■ Tugas Wajib
(A) Tuliskan kembali dengan persis bagian kutipan tentang kebijakan pendidikan Islam di madrasah, mulai dari "KEBIJAKAN PENDIDIKAN ISLAM" dan terus sampai "penyebaran agama Islam.".
(B) Jawablah pertanyaan berikut berdasarkan kutipan tentang kebijakan pendidikan Islam di madrasah.
(i) Oleh siapa Islam diperkenalkan di Indonesia?
(ii) Pada abad ke berapa Islam diperkenalkan?
(iii) Apa yang didirikan di berbagai penjuru tanah air sebagai tempat penyebaran agama Islam?
(C) Tuliskan lanjutan kutipan tentang kebijakan pendidikan Islam di madrasah, dimulai setelah kalimat terakhir yang ditampilkan.

■ Kutipan untuk Dibaca
/---

KEBIJAKAN PENDIDIKAN ISLAM DI MADRASAH MASA ORDE LAMA DAN ORDE BARU
BAB I
PENDAHULUAN
A. LATAR BELAKANG
Sejarah
perkembangan pendidikan Islam di Indonesia dapat ditelusuri ke belakang
beberapa abad lalu ketika Islam diperkenalkan oleh pedagang-pedagang
Muslim dari Gujarat pada abad ke-13 (Depag RI,
2005:iii). Sejak saat itu pengajaran Al Qur’an dan pesantren didirikan
di berbagai penjuru tanah air sebagai tempat penyebaran agama Islam.

\---

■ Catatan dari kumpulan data
/---

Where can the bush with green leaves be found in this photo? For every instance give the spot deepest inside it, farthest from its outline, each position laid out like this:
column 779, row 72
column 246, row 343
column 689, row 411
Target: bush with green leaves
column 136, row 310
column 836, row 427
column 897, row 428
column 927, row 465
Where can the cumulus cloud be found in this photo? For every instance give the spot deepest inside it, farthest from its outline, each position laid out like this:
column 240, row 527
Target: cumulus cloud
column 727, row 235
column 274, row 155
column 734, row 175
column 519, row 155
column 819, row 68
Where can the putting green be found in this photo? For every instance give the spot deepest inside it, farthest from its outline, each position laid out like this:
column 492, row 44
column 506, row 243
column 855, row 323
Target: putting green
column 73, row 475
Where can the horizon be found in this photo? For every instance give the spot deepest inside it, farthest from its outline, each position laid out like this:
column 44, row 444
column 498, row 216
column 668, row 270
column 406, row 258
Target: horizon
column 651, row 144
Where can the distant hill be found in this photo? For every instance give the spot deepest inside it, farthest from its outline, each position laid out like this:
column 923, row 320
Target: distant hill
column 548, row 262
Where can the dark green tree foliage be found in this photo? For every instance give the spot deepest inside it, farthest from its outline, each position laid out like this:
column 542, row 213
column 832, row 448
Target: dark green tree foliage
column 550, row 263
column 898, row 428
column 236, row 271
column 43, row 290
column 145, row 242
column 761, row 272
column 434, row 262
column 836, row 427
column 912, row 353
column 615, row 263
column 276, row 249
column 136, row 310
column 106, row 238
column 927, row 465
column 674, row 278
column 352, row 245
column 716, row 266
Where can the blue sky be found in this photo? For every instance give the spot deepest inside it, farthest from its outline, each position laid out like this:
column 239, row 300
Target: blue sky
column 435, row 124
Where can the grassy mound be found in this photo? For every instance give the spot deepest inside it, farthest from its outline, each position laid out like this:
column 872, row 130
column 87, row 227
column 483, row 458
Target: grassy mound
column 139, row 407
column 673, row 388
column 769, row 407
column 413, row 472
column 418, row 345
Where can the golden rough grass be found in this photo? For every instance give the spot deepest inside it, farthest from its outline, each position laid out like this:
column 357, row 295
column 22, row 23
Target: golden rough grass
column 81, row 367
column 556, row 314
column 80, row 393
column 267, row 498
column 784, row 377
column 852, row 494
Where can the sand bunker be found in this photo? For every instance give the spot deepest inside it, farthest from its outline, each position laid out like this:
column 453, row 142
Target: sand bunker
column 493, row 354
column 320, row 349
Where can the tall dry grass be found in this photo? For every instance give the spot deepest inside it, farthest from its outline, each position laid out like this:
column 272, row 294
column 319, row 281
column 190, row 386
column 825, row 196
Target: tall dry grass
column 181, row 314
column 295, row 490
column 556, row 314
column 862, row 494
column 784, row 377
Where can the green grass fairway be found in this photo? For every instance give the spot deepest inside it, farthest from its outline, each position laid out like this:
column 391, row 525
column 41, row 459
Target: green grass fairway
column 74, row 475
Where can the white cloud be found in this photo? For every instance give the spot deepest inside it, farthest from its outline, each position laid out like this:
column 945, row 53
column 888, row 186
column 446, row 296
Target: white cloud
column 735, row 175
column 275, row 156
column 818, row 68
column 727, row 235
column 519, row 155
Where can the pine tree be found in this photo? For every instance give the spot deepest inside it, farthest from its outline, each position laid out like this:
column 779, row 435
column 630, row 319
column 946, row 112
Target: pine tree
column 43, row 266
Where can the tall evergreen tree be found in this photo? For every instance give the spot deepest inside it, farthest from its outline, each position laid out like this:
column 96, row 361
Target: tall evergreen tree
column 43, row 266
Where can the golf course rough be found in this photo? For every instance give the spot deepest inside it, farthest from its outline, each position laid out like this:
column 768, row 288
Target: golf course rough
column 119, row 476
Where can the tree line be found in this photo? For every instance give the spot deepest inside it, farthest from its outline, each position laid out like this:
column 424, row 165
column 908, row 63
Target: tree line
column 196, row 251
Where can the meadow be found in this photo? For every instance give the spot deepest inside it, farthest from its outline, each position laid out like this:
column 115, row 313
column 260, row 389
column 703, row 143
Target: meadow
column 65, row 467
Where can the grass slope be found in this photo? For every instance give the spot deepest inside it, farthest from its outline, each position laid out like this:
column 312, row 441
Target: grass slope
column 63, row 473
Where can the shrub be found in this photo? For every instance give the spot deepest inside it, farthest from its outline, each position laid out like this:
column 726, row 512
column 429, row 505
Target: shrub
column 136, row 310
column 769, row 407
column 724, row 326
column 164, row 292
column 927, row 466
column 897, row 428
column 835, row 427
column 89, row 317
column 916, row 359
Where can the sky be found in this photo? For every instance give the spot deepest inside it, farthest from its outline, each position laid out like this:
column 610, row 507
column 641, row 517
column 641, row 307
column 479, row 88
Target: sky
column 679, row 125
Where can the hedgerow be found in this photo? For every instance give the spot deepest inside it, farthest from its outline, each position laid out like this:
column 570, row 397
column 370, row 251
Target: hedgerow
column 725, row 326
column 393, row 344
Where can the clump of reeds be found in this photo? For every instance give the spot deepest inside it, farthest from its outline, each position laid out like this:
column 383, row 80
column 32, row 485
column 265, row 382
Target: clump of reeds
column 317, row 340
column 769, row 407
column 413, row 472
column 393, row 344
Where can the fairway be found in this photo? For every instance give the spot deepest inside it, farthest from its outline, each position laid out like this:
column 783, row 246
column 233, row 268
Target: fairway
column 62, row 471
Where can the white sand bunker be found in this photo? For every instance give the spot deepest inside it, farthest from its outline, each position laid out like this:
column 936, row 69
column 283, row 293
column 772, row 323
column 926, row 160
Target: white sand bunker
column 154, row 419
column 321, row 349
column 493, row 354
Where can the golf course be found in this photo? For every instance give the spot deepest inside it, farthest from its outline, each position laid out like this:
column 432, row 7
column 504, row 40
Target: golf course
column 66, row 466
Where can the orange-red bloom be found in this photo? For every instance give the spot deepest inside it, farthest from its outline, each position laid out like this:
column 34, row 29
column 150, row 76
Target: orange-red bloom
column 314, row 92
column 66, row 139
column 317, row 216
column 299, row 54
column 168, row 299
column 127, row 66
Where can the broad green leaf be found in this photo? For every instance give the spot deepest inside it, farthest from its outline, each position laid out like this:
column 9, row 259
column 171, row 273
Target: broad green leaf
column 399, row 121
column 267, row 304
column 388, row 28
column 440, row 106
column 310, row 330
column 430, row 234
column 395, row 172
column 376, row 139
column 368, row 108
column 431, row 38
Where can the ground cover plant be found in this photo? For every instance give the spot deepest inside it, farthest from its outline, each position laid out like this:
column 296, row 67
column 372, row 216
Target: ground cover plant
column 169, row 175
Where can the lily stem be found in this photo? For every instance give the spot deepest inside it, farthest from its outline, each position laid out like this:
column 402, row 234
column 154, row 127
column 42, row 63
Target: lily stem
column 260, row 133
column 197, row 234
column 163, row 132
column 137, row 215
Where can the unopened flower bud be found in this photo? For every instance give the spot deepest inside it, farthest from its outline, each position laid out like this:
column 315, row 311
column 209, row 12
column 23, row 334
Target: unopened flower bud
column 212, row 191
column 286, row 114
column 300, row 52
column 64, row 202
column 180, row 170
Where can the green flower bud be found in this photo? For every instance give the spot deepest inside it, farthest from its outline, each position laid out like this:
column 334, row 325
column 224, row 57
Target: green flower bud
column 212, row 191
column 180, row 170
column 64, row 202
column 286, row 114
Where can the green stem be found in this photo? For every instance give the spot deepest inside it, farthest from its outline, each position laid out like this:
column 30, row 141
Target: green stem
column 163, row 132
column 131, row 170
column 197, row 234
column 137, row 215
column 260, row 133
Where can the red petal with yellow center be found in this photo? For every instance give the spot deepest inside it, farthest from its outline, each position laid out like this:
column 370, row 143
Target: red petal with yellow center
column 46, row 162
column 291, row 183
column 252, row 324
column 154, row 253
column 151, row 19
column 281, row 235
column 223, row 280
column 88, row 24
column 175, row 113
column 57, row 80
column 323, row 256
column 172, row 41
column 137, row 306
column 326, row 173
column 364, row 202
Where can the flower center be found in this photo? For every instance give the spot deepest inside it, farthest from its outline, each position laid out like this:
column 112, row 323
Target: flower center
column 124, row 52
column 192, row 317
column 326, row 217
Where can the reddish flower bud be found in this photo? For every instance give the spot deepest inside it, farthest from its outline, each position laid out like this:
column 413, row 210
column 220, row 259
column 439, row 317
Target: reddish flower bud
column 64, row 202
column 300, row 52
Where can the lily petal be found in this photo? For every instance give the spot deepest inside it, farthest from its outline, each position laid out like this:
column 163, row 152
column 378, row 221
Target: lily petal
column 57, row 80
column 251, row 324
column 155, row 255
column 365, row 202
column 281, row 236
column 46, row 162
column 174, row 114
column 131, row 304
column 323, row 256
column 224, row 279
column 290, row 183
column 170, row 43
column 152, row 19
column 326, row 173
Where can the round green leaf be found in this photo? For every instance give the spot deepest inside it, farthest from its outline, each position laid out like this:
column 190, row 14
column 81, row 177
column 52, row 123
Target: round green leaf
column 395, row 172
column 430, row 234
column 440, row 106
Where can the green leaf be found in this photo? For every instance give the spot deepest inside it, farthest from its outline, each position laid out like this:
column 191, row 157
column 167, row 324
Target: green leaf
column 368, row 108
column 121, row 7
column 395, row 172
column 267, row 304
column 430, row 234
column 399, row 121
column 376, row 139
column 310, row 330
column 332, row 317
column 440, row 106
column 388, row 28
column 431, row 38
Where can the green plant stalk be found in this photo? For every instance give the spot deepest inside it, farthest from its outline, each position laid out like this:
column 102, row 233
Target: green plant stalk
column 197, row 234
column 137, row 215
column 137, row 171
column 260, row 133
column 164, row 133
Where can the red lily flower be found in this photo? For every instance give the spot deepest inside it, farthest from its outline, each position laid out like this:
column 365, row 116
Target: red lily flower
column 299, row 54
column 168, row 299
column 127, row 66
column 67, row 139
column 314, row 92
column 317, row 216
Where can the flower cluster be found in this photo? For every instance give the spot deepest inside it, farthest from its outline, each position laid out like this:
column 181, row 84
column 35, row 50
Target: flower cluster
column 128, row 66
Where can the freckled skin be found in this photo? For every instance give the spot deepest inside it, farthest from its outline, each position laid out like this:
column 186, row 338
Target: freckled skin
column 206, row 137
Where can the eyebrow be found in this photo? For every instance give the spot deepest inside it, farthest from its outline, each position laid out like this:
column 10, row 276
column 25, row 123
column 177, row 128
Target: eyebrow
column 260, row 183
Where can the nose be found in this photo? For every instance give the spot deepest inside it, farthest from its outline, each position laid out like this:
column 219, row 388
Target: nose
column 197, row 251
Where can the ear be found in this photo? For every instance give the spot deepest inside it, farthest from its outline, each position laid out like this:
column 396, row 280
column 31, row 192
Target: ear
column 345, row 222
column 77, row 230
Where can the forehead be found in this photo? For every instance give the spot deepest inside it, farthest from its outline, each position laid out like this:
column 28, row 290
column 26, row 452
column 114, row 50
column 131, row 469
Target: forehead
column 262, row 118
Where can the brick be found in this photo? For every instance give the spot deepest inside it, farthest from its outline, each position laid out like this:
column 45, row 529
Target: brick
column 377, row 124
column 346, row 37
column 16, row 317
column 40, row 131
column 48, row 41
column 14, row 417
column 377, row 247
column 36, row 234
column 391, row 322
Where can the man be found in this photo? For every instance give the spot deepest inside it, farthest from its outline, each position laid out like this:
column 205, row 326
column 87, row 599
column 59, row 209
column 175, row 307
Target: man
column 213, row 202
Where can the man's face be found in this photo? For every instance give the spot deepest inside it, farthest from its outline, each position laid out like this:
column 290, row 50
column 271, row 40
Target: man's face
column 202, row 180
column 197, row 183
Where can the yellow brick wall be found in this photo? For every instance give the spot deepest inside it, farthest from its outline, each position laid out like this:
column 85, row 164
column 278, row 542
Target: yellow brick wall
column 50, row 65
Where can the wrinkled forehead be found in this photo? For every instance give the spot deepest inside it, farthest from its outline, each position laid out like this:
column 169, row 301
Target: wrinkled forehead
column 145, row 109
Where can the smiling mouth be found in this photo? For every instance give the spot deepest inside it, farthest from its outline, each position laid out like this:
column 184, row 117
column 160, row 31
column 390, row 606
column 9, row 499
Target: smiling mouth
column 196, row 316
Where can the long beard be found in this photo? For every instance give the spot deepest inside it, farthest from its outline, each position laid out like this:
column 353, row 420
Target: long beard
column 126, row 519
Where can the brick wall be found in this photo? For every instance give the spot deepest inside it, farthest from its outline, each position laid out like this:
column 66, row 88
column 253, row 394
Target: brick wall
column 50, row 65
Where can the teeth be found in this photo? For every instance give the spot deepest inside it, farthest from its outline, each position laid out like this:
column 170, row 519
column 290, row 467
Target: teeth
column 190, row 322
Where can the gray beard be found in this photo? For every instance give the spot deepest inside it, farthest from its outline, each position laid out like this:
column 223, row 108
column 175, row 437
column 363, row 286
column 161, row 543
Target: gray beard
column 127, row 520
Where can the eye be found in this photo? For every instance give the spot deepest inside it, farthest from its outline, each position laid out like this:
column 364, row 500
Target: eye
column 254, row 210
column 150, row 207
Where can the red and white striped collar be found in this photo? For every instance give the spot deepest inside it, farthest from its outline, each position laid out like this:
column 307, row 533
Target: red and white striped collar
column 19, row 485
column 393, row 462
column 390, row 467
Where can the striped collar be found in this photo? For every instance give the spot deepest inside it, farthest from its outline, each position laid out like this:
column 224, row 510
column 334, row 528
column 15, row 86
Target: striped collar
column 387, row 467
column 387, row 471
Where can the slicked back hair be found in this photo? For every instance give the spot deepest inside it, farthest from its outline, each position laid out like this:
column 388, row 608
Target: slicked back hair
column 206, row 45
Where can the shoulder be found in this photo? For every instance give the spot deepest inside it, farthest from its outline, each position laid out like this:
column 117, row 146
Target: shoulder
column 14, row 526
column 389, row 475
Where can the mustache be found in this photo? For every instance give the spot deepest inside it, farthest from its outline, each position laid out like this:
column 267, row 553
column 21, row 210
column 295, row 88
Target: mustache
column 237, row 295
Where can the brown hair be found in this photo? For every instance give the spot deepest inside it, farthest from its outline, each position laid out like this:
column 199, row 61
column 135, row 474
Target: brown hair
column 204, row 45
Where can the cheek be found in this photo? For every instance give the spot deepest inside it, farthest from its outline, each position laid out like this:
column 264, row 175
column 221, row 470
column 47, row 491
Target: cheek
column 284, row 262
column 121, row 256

\---

■ Hasil Latihan
(A)
KEBIJAKAN PENDIDIKAN ISLAM DI MADRASAH MASA ORDE LAMA DAN ORDE BARU
BAB I
PENDAHULUAN
A. LATAR BELAKANG
Sejarah
perkembangan pendidikan Islam di Indonesia dapat ditelusuri ke belakang
beberapa abad lalu ketika Islam diperkenalkan oleh pedagang-pedagang
Muslim dari Gujarat pada abad ke-13 (Depag RI,
2005:iii). Sejak saat itu pengajaran Al Qur’an dan pesantren didirikan
di berbagai penjuru tanah air sebagai tempat penyebaran agama Islam.

(B)
(i) Islam diperkenalkan oleh pedagang-pedagang Muslim dari Gujarat.
(ii) Islam diperkenalkan pada abad ke-13.
(iii) Pengajaran Al Qur'an dan pesantren didirikan sebagai tempat penyebaran agama Islam.

(C)
Dengan latar belakang tersebut, eksistensi Lembaga Pendidikan Islam di
Indonesia sangat penting bagi system pendidikan nasional
Dalam
Sistem Pendidikan Nasional yang tertera pada Undang-undang Republik
Indonesia Nomor 20 tahun 2003 tercantum bahwa tujuan pendidikan Nasional
adalah meningkatkan keimanan dan ketaqwaan terhadap Tuhan Yang Maha
Esa. Salah satu upaya untuk memperkuat keimanan dan ketakwaan adalah
melalui pendidikan Agama Islam.
Peran
strategis lembaga pendidikan Islam sejak awal kemerdekaan telah menjadi
perhatian. Berbagai usaha dilakukan pemerintah melalui Kementerian
Agama untuk meningkatkan kualitas pendidikan Islam. Di bawah pengawasan
Direktorat Jenderal Kelembagaan Agama Islam, pengembangan lembaga
pendidikan Islam diarahkan pada kontribusi lembaga tersebut terhadap
pembangunan nasional, salah satunya dengan mengintegrasikan pendidikan
agama dalam pendidikan umum kedalam satu system pendidikan nasional.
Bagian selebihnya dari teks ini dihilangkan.